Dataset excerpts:
*** Block opens ***
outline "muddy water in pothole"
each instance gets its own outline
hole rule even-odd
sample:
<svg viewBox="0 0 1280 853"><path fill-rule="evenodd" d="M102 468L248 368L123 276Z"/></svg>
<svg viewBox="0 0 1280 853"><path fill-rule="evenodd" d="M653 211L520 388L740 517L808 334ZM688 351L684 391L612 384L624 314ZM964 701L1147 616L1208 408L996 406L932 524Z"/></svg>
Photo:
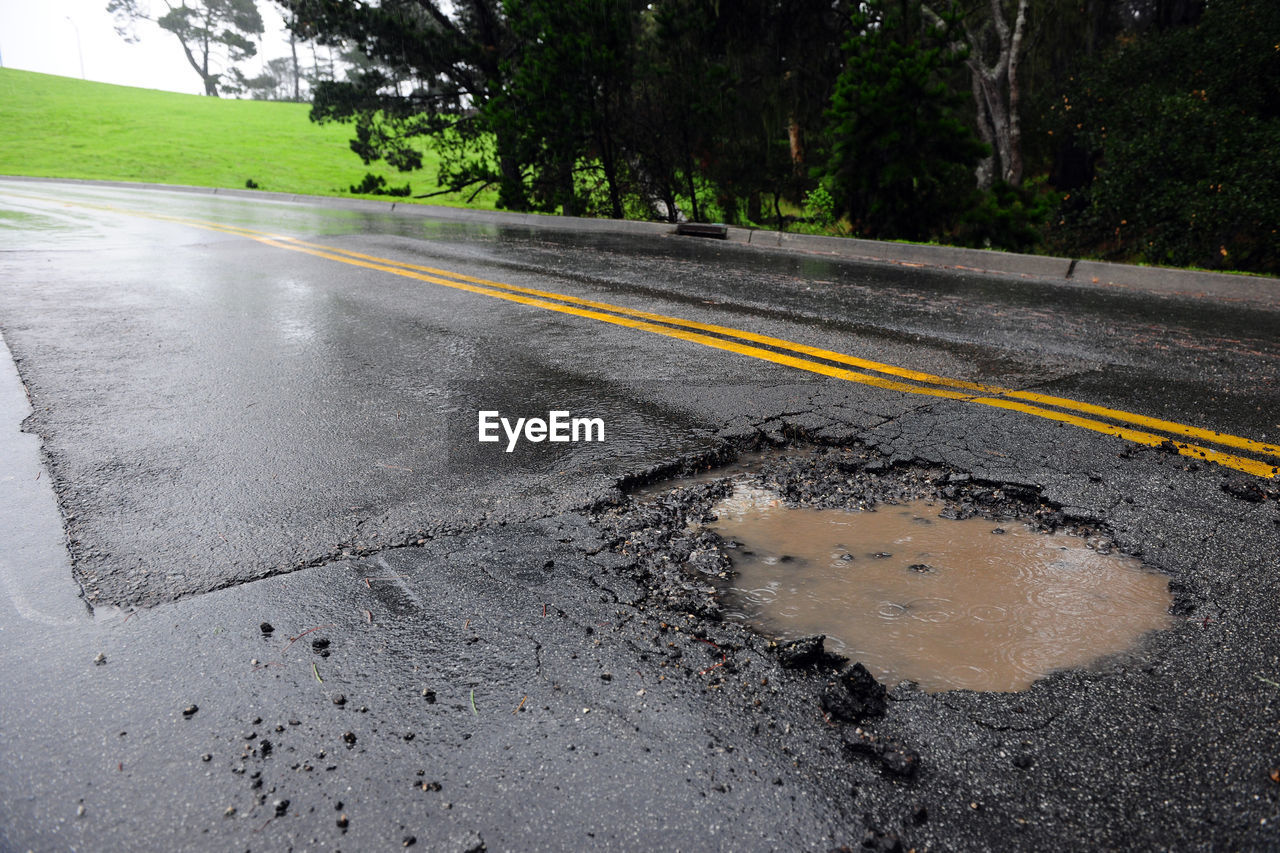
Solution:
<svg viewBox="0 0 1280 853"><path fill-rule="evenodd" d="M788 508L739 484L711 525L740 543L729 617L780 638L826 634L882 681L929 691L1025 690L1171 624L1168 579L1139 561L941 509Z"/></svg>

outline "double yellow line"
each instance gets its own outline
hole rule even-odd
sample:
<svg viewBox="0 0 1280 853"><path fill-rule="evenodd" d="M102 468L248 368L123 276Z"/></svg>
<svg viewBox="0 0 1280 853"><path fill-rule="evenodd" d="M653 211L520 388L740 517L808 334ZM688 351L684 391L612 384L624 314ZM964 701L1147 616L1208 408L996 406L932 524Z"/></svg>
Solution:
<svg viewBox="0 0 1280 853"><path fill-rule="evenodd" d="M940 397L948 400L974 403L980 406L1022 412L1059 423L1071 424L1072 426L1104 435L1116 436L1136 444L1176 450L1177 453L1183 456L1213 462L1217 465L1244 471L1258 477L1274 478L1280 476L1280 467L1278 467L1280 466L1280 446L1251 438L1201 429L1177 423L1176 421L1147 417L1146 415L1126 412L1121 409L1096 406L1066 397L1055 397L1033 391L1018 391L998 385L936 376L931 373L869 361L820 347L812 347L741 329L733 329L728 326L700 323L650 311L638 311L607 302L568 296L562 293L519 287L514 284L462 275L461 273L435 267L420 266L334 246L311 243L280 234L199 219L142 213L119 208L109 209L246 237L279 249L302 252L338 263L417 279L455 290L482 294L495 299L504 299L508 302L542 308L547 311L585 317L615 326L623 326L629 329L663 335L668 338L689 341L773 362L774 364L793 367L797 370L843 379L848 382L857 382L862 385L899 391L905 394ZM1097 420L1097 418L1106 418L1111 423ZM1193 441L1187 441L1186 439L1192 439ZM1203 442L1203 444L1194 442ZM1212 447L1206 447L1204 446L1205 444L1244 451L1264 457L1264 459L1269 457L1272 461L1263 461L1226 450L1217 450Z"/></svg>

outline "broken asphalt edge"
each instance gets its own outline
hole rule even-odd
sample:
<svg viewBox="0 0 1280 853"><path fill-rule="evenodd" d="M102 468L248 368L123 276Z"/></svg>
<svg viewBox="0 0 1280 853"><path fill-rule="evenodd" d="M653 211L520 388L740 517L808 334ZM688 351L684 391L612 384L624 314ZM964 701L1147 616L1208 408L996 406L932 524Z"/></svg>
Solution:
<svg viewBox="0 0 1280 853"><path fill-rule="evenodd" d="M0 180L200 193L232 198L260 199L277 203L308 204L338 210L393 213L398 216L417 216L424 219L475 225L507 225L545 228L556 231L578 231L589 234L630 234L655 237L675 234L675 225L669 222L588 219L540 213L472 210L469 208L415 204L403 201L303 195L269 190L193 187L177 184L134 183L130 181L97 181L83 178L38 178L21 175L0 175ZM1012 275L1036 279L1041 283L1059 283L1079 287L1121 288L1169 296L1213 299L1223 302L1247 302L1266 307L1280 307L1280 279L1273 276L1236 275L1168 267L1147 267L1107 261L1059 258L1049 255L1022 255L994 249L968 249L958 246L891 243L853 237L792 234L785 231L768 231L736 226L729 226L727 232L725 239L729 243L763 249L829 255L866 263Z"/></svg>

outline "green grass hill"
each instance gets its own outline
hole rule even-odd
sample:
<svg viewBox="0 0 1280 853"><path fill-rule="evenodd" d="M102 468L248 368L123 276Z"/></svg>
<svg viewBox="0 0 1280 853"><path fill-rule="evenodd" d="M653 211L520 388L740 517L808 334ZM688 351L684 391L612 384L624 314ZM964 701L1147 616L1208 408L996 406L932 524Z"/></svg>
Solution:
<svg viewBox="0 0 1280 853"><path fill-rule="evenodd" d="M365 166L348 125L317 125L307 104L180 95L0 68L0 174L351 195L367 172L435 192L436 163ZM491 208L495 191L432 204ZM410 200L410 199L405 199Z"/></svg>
*** Block closes ***
## WHAT YOU WILL DO
The pictures in the entries above should be left out; all else must be copied exactly.

## TASK RESPONSE
outline "muddy water in pothole"
each instance gets its own outline
hole rule even-odd
sample:
<svg viewBox="0 0 1280 853"><path fill-rule="evenodd" d="M102 468L248 368L123 276Z"/></svg>
<svg viewBox="0 0 1280 853"><path fill-rule="evenodd" d="M653 211L520 388L740 517L808 334ZM688 351L684 391L612 384L624 314ZM964 701L1147 616L1208 408L996 406L932 524Z"/></svg>
Photo:
Solution:
<svg viewBox="0 0 1280 853"><path fill-rule="evenodd" d="M788 508L739 484L711 525L740 543L729 617L780 638L826 634L882 681L929 691L1025 690L1171 624L1168 579L1139 561L941 509Z"/></svg>

outline "double yellow line"
each instance gets its own outline
hole rule even-odd
sample:
<svg viewBox="0 0 1280 853"><path fill-rule="evenodd" d="M102 468L248 368L123 276Z"/></svg>
<svg viewBox="0 0 1280 853"><path fill-rule="evenodd" d="M653 211L520 388L740 517L808 334ZM688 351L684 391L612 384L624 314ZM964 701L1147 616L1208 408L996 406L932 524Z"/></svg>
Solution:
<svg viewBox="0 0 1280 853"><path fill-rule="evenodd" d="M940 397L948 400L974 403L980 406L1022 412L1059 423L1071 424L1072 426L1104 435L1116 436L1136 444L1176 450L1177 453L1183 456L1213 462L1217 465L1244 471L1258 477L1274 478L1280 476L1280 467L1278 467L1280 466L1280 446L1251 438L1201 429L1177 423L1176 421L1147 417L1146 415L1126 412L1121 409L1096 406L1066 397L1055 397L1033 391L1018 391L998 385L936 376L931 373L869 361L820 347L812 347L741 329L733 329L728 326L700 323L650 311L638 311L607 302L568 296L562 293L519 287L514 284L462 275L461 273L435 267L420 266L334 246L311 243L280 234L199 219L142 213L119 208L109 209L246 237L279 249L302 252L338 263L417 279L455 290L482 294L495 299L504 299L508 302L542 308L547 311L585 317L615 326L623 326L629 329L663 335L668 338L689 341L773 362L774 364L793 367L797 370L843 379L848 382L857 382L862 385L899 391L905 394ZM1097 420L1097 418L1106 418L1111 423ZM1193 441L1187 441L1186 439L1192 439ZM1203 442L1203 444L1194 442ZM1212 447L1206 447L1204 446L1205 444L1244 451L1264 457L1264 459L1269 457L1272 461L1263 461L1226 450L1217 450Z"/></svg>

outline "broken asphalt edge"
each instance gets its own outline
hole rule even-odd
sample:
<svg viewBox="0 0 1280 853"><path fill-rule="evenodd" d="M102 468L248 368L123 276Z"/></svg>
<svg viewBox="0 0 1280 853"><path fill-rule="evenodd" d="M653 211L520 388L740 517L808 334ZM688 351L684 391L612 384L624 314ZM964 701L1147 616L1208 408L996 406L932 524Z"/></svg>
Solution:
<svg viewBox="0 0 1280 853"><path fill-rule="evenodd" d="M0 180L200 193L232 198L260 199L277 203L308 204L338 210L393 213L398 216L417 216L424 219L475 225L507 225L545 228L556 231L578 231L589 234L630 234L655 237L675 234L675 225L669 222L588 219L540 213L472 210L469 208L415 204L403 201L303 195L269 190L193 187L177 184L134 183L130 181L97 181L83 178L38 178L21 175L0 175ZM1012 275L1036 279L1041 283L1059 283L1079 287L1121 288L1169 296L1213 299L1223 302L1247 302L1266 307L1280 307L1280 279L1273 276L1236 275L1168 267L1147 267L1107 261L1059 258L1049 255L1022 255L994 249L968 249L958 246L891 243L853 237L792 234L785 231L768 231L736 226L729 226L727 232L725 239L729 243L763 249L829 255L866 263Z"/></svg>

outline "green grass hill"
each instance gets its own outline
hole rule even-odd
sample:
<svg viewBox="0 0 1280 853"><path fill-rule="evenodd" d="M102 468L248 368L123 276Z"/></svg>
<svg viewBox="0 0 1280 853"><path fill-rule="evenodd" d="M653 211L520 388L740 517L808 334ZM688 351L684 391L612 384L624 314ZM964 701L1147 616L1208 408L996 406L932 524Z"/></svg>
Solution:
<svg viewBox="0 0 1280 853"><path fill-rule="evenodd" d="M365 166L348 125L317 125L307 104L180 95L0 68L0 174L351 195L367 172L435 192L436 163ZM491 208L495 191L432 204ZM410 200L410 199L405 199Z"/></svg>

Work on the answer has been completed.